━━━━━ STORED DATA

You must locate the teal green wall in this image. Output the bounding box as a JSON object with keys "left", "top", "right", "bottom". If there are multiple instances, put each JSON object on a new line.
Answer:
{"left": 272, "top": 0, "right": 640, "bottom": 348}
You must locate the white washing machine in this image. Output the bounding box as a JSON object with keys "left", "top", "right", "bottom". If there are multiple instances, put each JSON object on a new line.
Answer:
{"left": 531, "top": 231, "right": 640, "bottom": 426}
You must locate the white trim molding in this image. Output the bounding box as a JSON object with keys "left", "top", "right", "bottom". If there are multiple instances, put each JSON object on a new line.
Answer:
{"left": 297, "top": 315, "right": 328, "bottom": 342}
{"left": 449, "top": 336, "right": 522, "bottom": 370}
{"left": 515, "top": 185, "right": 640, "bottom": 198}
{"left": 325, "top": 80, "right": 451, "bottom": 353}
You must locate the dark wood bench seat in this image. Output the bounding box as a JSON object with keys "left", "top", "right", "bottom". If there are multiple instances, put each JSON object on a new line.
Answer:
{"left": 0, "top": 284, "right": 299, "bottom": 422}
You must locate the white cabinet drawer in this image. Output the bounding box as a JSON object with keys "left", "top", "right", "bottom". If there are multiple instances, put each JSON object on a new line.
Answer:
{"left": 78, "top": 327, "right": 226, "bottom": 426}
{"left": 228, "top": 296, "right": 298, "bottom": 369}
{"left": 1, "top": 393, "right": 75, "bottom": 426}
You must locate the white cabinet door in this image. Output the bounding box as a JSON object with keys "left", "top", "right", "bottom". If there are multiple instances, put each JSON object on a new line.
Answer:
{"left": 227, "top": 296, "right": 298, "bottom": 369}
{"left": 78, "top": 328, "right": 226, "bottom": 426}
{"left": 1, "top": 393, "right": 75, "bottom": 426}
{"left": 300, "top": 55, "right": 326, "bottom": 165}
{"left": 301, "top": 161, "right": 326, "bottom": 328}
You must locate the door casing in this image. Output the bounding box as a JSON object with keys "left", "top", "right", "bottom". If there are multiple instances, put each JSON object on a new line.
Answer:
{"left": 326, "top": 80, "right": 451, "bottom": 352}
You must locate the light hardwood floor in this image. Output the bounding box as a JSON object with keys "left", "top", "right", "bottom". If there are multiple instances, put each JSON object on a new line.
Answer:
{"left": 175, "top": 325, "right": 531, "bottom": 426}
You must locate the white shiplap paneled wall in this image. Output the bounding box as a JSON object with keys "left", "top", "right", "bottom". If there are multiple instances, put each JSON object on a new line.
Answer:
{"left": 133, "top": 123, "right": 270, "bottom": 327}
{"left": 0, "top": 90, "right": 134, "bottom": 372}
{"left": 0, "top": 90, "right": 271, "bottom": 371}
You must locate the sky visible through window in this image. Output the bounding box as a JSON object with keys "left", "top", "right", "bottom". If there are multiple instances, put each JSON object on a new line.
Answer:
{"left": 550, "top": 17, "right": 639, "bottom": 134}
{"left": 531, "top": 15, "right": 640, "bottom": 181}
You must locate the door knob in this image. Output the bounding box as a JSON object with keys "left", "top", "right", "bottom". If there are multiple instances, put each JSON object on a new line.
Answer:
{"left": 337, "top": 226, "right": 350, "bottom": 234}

━━━━━━━━━━

=== WORK REQUEST ===
Every line from the one that contains "You must locate the door knob" down to and including the last line of the records above must be set down exactly, with nothing else.

=== TASK ANSWER ===
You must locate the door knob in this image. Output the bounding box as a JSON object with keys "left", "top", "right", "bottom". If there are multiple instances, put each JSON object on a new line.
Answer:
{"left": 337, "top": 226, "right": 350, "bottom": 234}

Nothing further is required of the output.